* **TASK INSTRUCTIONS**: Give the number of lines in the listing that contain the word "chair", and nothing besides.

[Opening RECORDS TO PROCESS section]

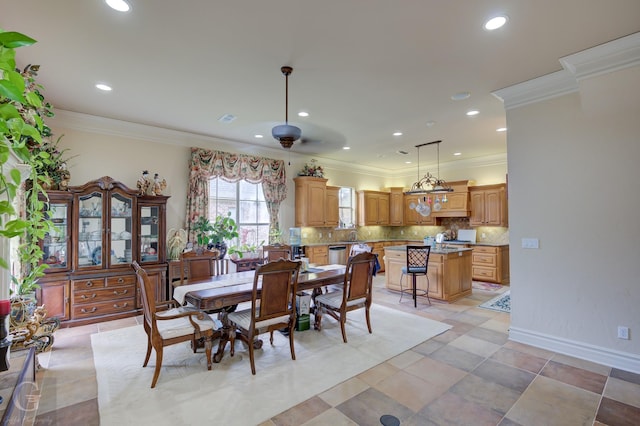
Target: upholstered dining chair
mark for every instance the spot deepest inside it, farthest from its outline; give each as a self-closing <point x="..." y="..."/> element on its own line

[Closing RECORDS TO PROCESS section]
[Opening RECORDS TO PROCESS section]

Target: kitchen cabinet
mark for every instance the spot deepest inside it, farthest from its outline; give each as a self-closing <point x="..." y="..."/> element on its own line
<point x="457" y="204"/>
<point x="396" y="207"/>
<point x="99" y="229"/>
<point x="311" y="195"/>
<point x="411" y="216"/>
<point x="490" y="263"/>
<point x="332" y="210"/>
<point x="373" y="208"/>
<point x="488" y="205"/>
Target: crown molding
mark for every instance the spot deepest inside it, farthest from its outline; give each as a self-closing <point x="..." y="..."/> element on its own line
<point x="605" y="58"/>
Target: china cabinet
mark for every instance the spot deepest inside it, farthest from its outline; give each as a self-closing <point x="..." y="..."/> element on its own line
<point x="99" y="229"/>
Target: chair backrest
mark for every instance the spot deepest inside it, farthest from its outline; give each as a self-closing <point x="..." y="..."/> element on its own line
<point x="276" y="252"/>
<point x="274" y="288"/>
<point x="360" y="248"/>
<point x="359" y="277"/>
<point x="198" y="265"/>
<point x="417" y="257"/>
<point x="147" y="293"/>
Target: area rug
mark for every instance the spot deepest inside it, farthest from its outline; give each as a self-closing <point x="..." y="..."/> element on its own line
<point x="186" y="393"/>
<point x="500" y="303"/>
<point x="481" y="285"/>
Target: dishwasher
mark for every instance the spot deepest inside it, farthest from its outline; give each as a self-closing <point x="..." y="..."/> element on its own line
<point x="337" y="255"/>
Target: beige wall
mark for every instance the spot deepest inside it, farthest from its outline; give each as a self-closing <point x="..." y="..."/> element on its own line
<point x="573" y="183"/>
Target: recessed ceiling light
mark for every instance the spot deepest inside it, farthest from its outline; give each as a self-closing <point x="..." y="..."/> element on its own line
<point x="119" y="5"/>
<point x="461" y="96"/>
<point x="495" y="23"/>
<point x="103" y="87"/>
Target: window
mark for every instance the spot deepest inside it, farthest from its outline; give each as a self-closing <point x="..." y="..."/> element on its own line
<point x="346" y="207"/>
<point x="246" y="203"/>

[Closing RECORDS TO PROCESS section]

* **ANSWER BELOW**: 2